Saved entries
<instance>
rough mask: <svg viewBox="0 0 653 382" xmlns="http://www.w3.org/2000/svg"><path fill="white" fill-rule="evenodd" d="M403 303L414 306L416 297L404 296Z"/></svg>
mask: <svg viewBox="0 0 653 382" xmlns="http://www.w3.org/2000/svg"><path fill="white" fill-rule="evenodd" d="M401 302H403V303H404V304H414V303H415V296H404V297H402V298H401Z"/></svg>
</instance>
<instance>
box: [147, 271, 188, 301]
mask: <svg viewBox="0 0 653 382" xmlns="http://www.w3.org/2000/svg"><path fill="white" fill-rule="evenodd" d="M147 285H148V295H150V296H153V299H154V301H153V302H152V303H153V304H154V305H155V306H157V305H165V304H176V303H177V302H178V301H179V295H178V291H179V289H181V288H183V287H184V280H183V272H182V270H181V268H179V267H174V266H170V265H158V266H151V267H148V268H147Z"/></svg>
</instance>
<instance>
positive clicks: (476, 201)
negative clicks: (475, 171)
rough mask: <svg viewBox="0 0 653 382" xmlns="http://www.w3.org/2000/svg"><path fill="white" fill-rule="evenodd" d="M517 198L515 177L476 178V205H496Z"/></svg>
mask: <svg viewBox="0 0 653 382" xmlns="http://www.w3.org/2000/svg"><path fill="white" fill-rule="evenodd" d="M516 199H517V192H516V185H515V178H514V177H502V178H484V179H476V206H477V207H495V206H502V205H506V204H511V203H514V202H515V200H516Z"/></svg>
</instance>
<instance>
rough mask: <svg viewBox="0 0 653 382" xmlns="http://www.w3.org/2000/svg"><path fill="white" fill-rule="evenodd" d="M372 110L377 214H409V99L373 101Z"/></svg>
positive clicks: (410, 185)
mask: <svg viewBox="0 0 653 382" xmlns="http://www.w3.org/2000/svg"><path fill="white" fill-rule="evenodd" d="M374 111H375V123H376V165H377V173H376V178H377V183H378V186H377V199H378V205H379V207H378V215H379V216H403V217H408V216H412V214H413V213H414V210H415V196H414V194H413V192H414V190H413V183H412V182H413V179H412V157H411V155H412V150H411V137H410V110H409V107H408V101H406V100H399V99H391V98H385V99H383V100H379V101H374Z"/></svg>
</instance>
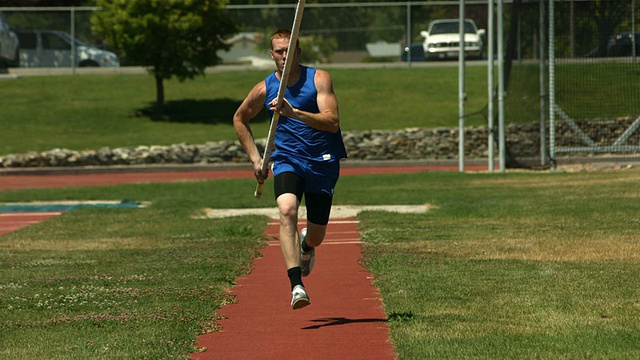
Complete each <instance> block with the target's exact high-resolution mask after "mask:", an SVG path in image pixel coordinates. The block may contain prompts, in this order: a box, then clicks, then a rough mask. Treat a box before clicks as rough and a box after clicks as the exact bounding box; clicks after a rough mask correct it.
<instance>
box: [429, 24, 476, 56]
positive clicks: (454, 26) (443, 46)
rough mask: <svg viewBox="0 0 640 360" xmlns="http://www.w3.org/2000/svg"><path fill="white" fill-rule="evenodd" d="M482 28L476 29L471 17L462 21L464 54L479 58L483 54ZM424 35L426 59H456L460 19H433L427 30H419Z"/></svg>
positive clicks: (457, 50)
mask: <svg viewBox="0 0 640 360" xmlns="http://www.w3.org/2000/svg"><path fill="white" fill-rule="evenodd" d="M484 34H485V30H484V29H478V27H477V26H476V23H475V22H474V21H473V20H471V19H466V20H465V21H464V45H465V56H466V57H468V58H473V59H481V58H482V56H483V49H482V47H483V43H482V36H483V35H484ZM420 35H421V36H422V37H424V43H423V47H424V54H425V57H426V58H427V59H457V58H458V55H459V52H460V20H458V19H444V20H436V21H433V22H432V23H431V24H430V25H429V30H427V31H421V32H420Z"/></svg>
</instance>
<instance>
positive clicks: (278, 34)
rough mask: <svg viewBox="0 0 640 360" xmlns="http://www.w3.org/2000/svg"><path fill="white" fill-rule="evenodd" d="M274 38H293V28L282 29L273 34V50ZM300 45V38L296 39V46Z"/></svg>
mask: <svg viewBox="0 0 640 360" xmlns="http://www.w3.org/2000/svg"><path fill="white" fill-rule="evenodd" d="M274 39H291V30H289V29H280V30H278V31H276V32H274V33H273V35H271V39H270V40H269V44H270V45H271V50H273V40H274ZM299 47H300V40H299V39H296V48H299Z"/></svg>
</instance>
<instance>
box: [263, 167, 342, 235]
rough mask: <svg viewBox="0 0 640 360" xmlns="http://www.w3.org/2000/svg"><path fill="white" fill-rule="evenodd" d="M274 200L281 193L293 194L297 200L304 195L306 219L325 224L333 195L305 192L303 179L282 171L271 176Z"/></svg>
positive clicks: (315, 222)
mask: <svg viewBox="0 0 640 360" xmlns="http://www.w3.org/2000/svg"><path fill="white" fill-rule="evenodd" d="M273 184H274V185H273V188H274V193H275V197H276V200H277V199H278V197H279V196H280V195H282V194H294V195H295V196H296V198H298V202H302V198H303V196H304V199H305V206H306V209H307V220H309V221H310V222H312V223H314V224H318V225H327V224H328V223H329V216H330V215H331V203H332V201H333V196H331V195H329V194H326V193H312V192H306V191H305V188H304V179H302V178H301V177H300V176H298V175H296V174H294V173H292V172H283V173H280V174H278V175H276V176H275V177H274V178H273Z"/></svg>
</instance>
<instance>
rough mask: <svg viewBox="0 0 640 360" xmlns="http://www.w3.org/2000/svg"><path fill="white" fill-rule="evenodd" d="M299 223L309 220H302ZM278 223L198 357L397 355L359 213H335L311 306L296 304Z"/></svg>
mask: <svg viewBox="0 0 640 360" xmlns="http://www.w3.org/2000/svg"><path fill="white" fill-rule="evenodd" d="M299 226H303V225H302V223H300V224H299ZM277 233H278V223H277V221H271V222H270V223H269V225H268V226H267V228H266V230H265V235H266V236H267V237H269V238H272V239H274V240H273V241H269V243H268V246H266V247H265V248H263V249H262V251H261V252H262V257H260V258H258V259H256V260H255V261H254V262H253V270H252V271H251V274H249V275H248V276H243V277H240V278H238V279H237V284H236V285H235V286H234V287H233V288H232V289H231V293H232V294H234V295H235V303H234V304H231V305H227V306H225V307H223V308H222V309H220V310H219V311H218V314H219V315H222V316H224V317H225V319H224V320H220V325H221V326H222V330H221V331H218V332H213V333H210V334H206V335H202V336H200V337H199V339H198V343H197V347H199V348H206V351H204V352H201V353H196V354H192V355H191V358H192V359H203V360H205V359H251V360H253V359H311V360H313V359H350V360H359V359H363V360H364V359H376V360H384V359H395V358H396V355H395V352H394V350H393V346H392V344H391V343H390V342H389V328H388V324H387V317H386V315H385V313H384V309H383V306H382V300H381V298H380V293H379V292H378V289H377V288H376V287H374V286H373V285H372V275H371V273H369V272H368V271H367V270H365V269H364V268H363V267H362V266H361V265H360V264H359V262H358V261H359V259H360V256H361V246H362V243H361V242H360V239H359V232H358V230H357V222H356V221H355V219H353V218H347V219H331V221H330V223H329V226H328V228H327V236H326V238H325V241H324V242H323V244H322V245H321V246H319V247H318V248H317V249H316V264H315V267H314V269H313V272H312V273H311V274H310V275H309V276H308V277H305V278H303V281H304V284H305V287H306V289H307V293H308V294H309V298H310V300H311V305H310V306H307V307H305V308H303V309H299V310H292V309H291V306H290V301H291V291H290V285H289V279H288V278H287V273H286V269H285V265H284V261H283V259H282V253H281V252H280V245H279V243H278V241H277V236H278V235H277Z"/></svg>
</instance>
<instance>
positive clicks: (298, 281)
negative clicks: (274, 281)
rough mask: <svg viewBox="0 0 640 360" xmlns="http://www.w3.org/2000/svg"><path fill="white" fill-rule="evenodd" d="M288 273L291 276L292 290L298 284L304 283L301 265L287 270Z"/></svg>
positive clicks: (289, 279) (291, 287) (291, 289)
mask: <svg viewBox="0 0 640 360" xmlns="http://www.w3.org/2000/svg"><path fill="white" fill-rule="evenodd" d="M287 275H288V276H289V281H290V282H291V290H293V288H294V287H295V286H296V285H302V286H304V285H303V284H302V268H301V267H300V266H296V267H293V268H291V269H289V270H287Z"/></svg>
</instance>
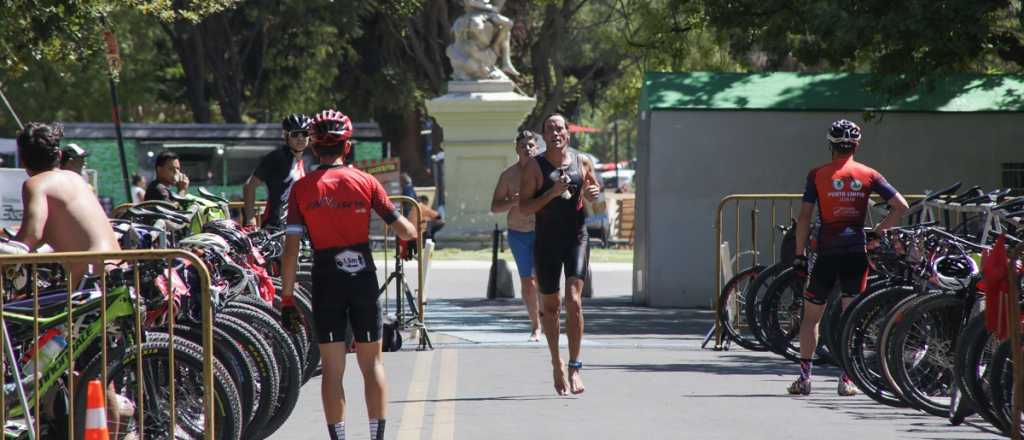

Your task.
Set apart and copy each line of the records that holds the word "negative".

Answer for this exercise.
negative clicks: (475, 171)
negative clicks: (274, 281)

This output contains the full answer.